Task list:
(1) Duplicate the stretch of the article on reclaiming your audience from social media from "In this article, we’re" through "and operated sites.".
(2) According to the article on reclaiming your audience from social media, how many social media users are there around the world?

Your audience is a core part of your brand, so when you completely outsource your community to a third-party social media platform, you’re letting big tech take control of your relationship with your audience, you’re also losing access to valuable first-party data you can leverage to better understand their preferences.
However, it’s important to note that media organizations don’t need to get off social media completely. With 4.5 billion social media users around the world, platforms like Facebook, Twitter, and LinkedIn offer widespread opportunities for user acquisition. The key is to have a strategy to reclaim website traffic from social media.
In this article, we’re going to look at the top three reasons you need to reclaim your audience from social media and how you can build a nurtured and engaged community on your owned and operated sites.
3 reasons to reclaim your audience from social media
When building your audience or your following online, there are three main reasons you should always prioritize engaging your audience on your owned and operated sites over third-party social media platforms. These are as follows:
1. Building a direct relationship with your audience
If all your interactions with your audience take place on social media, you’re implicitly relying on a third party to determine how you can engage with your followers, and you’re making yourself vulnerable to policy changes that impact your community.

Source data:
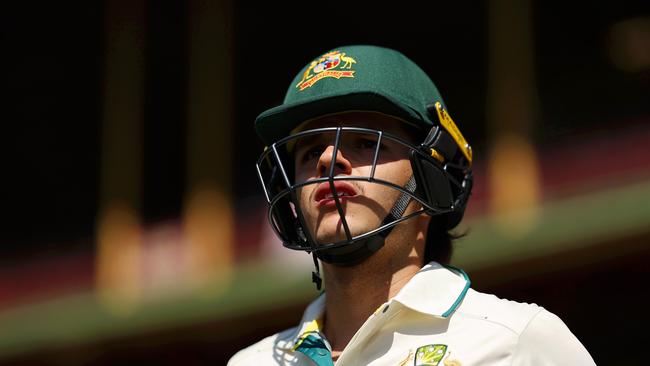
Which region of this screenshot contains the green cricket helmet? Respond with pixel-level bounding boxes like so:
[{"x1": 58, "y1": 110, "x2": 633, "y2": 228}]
[{"x1": 255, "y1": 45, "x2": 472, "y2": 274}]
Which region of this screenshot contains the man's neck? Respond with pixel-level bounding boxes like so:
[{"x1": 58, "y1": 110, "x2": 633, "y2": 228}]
[{"x1": 324, "y1": 232, "x2": 422, "y2": 358}]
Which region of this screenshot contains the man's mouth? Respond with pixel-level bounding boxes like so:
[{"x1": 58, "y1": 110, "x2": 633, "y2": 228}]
[{"x1": 314, "y1": 181, "x2": 358, "y2": 207}]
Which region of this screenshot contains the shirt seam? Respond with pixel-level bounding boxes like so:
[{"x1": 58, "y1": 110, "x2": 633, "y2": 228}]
[{"x1": 510, "y1": 308, "x2": 544, "y2": 366}]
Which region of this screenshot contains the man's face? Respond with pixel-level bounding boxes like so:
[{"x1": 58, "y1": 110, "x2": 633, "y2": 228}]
[{"x1": 294, "y1": 112, "x2": 413, "y2": 244}]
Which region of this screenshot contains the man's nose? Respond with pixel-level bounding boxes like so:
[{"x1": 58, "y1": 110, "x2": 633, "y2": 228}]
[{"x1": 317, "y1": 145, "x2": 352, "y2": 177}]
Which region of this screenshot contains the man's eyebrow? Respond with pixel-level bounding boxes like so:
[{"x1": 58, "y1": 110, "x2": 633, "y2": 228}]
[{"x1": 294, "y1": 134, "x2": 322, "y2": 150}]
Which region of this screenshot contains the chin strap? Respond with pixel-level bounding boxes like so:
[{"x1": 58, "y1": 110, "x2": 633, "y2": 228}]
[
  {"x1": 311, "y1": 252, "x2": 323, "y2": 291},
  {"x1": 311, "y1": 176, "x2": 417, "y2": 291}
]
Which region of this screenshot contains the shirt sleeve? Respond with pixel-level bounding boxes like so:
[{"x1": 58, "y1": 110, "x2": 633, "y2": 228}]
[{"x1": 512, "y1": 309, "x2": 596, "y2": 366}]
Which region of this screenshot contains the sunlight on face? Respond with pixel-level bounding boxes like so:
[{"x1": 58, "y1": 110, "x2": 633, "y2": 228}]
[{"x1": 294, "y1": 112, "x2": 413, "y2": 244}]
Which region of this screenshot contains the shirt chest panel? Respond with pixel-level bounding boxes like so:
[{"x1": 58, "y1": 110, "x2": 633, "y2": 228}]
[{"x1": 336, "y1": 313, "x2": 516, "y2": 366}]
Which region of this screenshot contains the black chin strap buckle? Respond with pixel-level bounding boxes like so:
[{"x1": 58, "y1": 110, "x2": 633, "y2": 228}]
[{"x1": 311, "y1": 252, "x2": 323, "y2": 291}]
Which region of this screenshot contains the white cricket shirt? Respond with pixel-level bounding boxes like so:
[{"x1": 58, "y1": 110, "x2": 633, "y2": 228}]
[{"x1": 228, "y1": 262, "x2": 595, "y2": 366}]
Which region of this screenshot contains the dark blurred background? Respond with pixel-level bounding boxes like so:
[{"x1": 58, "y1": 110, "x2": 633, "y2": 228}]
[{"x1": 0, "y1": 0, "x2": 650, "y2": 365}]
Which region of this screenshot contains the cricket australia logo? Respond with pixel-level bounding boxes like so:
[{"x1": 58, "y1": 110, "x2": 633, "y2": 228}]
[
  {"x1": 296, "y1": 51, "x2": 357, "y2": 91},
  {"x1": 413, "y1": 344, "x2": 447, "y2": 366}
]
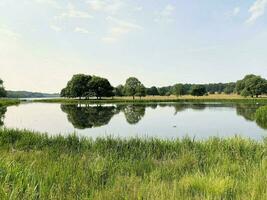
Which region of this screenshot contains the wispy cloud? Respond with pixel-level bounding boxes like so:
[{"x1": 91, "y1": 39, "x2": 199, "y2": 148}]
[
  {"x1": 102, "y1": 16, "x2": 142, "y2": 43},
  {"x1": 87, "y1": 0, "x2": 123, "y2": 14},
  {"x1": 232, "y1": 7, "x2": 240, "y2": 16},
  {"x1": 246, "y1": 0, "x2": 267, "y2": 24},
  {"x1": 50, "y1": 25, "x2": 62, "y2": 32},
  {"x1": 155, "y1": 4, "x2": 175, "y2": 22},
  {"x1": 0, "y1": 25, "x2": 20, "y2": 40},
  {"x1": 34, "y1": 0, "x2": 59, "y2": 7},
  {"x1": 55, "y1": 3, "x2": 93, "y2": 19},
  {"x1": 74, "y1": 27, "x2": 90, "y2": 34}
]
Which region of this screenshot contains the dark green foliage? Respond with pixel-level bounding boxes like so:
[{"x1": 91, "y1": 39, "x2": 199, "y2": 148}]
[
  {"x1": 0, "y1": 79, "x2": 7, "y2": 97},
  {"x1": 146, "y1": 86, "x2": 159, "y2": 96},
  {"x1": 60, "y1": 74, "x2": 113, "y2": 99},
  {"x1": 0, "y1": 106, "x2": 7, "y2": 127},
  {"x1": 60, "y1": 74, "x2": 92, "y2": 98},
  {"x1": 172, "y1": 84, "x2": 185, "y2": 96},
  {"x1": 255, "y1": 106, "x2": 267, "y2": 129},
  {"x1": 236, "y1": 74, "x2": 267, "y2": 97},
  {"x1": 158, "y1": 86, "x2": 172, "y2": 96},
  {"x1": 191, "y1": 85, "x2": 207, "y2": 96},
  {"x1": 114, "y1": 85, "x2": 124, "y2": 97},
  {"x1": 87, "y1": 76, "x2": 113, "y2": 99},
  {"x1": 135, "y1": 84, "x2": 146, "y2": 99},
  {"x1": 124, "y1": 77, "x2": 146, "y2": 99},
  {"x1": 7, "y1": 90, "x2": 60, "y2": 98},
  {"x1": 223, "y1": 83, "x2": 236, "y2": 94}
]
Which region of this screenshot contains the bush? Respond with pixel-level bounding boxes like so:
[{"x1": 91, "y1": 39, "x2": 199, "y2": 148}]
[{"x1": 256, "y1": 106, "x2": 267, "y2": 129}]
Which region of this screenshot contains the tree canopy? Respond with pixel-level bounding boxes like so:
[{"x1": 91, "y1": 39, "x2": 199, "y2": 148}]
[
  {"x1": 191, "y1": 85, "x2": 207, "y2": 96},
  {"x1": 236, "y1": 74, "x2": 267, "y2": 97},
  {"x1": 124, "y1": 77, "x2": 145, "y2": 99},
  {"x1": 0, "y1": 79, "x2": 7, "y2": 97},
  {"x1": 60, "y1": 74, "x2": 113, "y2": 98}
]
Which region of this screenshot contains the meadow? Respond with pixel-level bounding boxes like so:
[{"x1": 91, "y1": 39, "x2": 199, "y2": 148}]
[{"x1": 0, "y1": 129, "x2": 267, "y2": 200}]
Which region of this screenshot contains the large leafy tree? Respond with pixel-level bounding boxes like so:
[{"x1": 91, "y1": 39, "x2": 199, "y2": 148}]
[
  {"x1": 124, "y1": 77, "x2": 142, "y2": 99},
  {"x1": 0, "y1": 79, "x2": 7, "y2": 97},
  {"x1": 147, "y1": 86, "x2": 159, "y2": 96},
  {"x1": 114, "y1": 85, "x2": 124, "y2": 97},
  {"x1": 191, "y1": 85, "x2": 207, "y2": 96},
  {"x1": 135, "y1": 84, "x2": 146, "y2": 99},
  {"x1": 61, "y1": 74, "x2": 92, "y2": 98},
  {"x1": 87, "y1": 76, "x2": 113, "y2": 99},
  {"x1": 172, "y1": 84, "x2": 185, "y2": 96},
  {"x1": 236, "y1": 74, "x2": 267, "y2": 97}
]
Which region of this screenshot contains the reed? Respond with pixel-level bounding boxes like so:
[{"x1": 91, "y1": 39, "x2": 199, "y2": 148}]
[{"x1": 0, "y1": 129, "x2": 267, "y2": 199}]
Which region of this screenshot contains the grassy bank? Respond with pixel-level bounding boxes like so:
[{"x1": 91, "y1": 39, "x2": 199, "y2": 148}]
[
  {"x1": 0, "y1": 129, "x2": 267, "y2": 199},
  {"x1": 0, "y1": 98, "x2": 20, "y2": 107},
  {"x1": 34, "y1": 95, "x2": 267, "y2": 104}
]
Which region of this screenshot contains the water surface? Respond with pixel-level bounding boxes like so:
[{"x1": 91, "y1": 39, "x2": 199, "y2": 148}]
[{"x1": 0, "y1": 103, "x2": 267, "y2": 140}]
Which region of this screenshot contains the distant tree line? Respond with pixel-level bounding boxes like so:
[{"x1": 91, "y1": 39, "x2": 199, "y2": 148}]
[
  {"x1": 0, "y1": 79, "x2": 7, "y2": 97},
  {"x1": 61, "y1": 74, "x2": 267, "y2": 99}
]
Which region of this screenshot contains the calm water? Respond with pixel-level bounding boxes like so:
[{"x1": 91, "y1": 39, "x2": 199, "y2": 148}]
[{"x1": 0, "y1": 103, "x2": 267, "y2": 140}]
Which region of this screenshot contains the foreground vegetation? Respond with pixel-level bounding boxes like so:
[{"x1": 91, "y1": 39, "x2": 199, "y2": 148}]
[{"x1": 0, "y1": 129, "x2": 267, "y2": 199}]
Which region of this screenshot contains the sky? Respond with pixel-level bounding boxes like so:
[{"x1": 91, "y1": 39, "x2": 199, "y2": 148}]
[{"x1": 0, "y1": 0, "x2": 267, "y2": 92}]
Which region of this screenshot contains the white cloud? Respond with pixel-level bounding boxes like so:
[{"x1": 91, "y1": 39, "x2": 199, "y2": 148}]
[
  {"x1": 246, "y1": 0, "x2": 267, "y2": 23},
  {"x1": 0, "y1": 25, "x2": 20, "y2": 40},
  {"x1": 102, "y1": 16, "x2": 142, "y2": 43},
  {"x1": 134, "y1": 6, "x2": 144, "y2": 12},
  {"x1": 87, "y1": 0, "x2": 123, "y2": 13},
  {"x1": 232, "y1": 7, "x2": 240, "y2": 16},
  {"x1": 34, "y1": 0, "x2": 59, "y2": 7},
  {"x1": 50, "y1": 25, "x2": 62, "y2": 32},
  {"x1": 56, "y1": 3, "x2": 93, "y2": 19},
  {"x1": 155, "y1": 4, "x2": 175, "y2": 22},
  {"x1": 74, "y1": 27, "x2": 90, "y2": 34}
]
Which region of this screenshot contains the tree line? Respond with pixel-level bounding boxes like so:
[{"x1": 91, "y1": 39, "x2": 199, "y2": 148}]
[
  {"x1": 0, "y1": 74, "x2": 267, "y2": 99},
  {"x1": 61, "y1": 74, "x2": 267, "y2": 99},
  {"x1": 0, "y1": 79, "x2": 7, "y2": 97}
]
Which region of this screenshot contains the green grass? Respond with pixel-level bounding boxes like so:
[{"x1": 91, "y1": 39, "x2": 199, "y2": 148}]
[
  {"x1": 0, "y1": 129, "x2": 267, "y2": 200},
  {"x1": 0, "y1": 98, "x2": 20, "y2": 107}
]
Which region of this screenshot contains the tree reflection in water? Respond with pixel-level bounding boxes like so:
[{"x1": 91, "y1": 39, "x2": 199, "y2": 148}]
[
  {"x1": 60, "y1": 103, "x2": 267, "y2": 129},
  {"x1": 61, "y1": 105, "x2": 117, "y2": 129}
]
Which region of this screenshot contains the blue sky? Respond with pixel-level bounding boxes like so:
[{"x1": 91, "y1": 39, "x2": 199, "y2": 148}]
[{"x1": 0, "y1": 0, "x2": 267, "y2": 92}]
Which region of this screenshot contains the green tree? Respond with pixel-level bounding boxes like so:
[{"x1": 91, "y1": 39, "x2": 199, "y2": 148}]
[
  {"x1": 114, "y1": 85, "x2": 124, "y2": 97},
  {"x1": 147, "y1": 86, "x2": 159, "y2": 96},
  {"x1": 124, "y1": 77, "x2": 141, "y2": 99},
  {"x1": 191, "y1": 85, "x2": 207, "y2": 96},
  {"x1": 236, "y1": 74, "x2": 267, "y2": 97},
  {"x1": 0, "y1": 79, "x2": 7, "y2": 97},
  {"x1": 172, "y1": 84, "x2": 185, "y2": 96},
  {"x1": 87, "y1": 76, "x2": 114, "y2": 99},
  {"x1": 135, "y1": 84, "x2": 146, "y2": 99},
  {"x1": 223, "y1": 83, "x2": 236, "y2": 94},
  {"x1": 61, "y1": 74, "x2": 92, "y2": 98}
]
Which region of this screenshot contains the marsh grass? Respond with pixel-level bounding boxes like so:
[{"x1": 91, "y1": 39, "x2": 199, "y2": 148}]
[{"x1": 0, "y1": 129, "x2": 267, "y2": 199}]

Solutions per task:
(1)
In this article, we’re going to look at the top three reasons you need to reclaim your audience from social media and how you can build a nurtured and engaged community on your owned and operated sites.

(2) 4.5 billion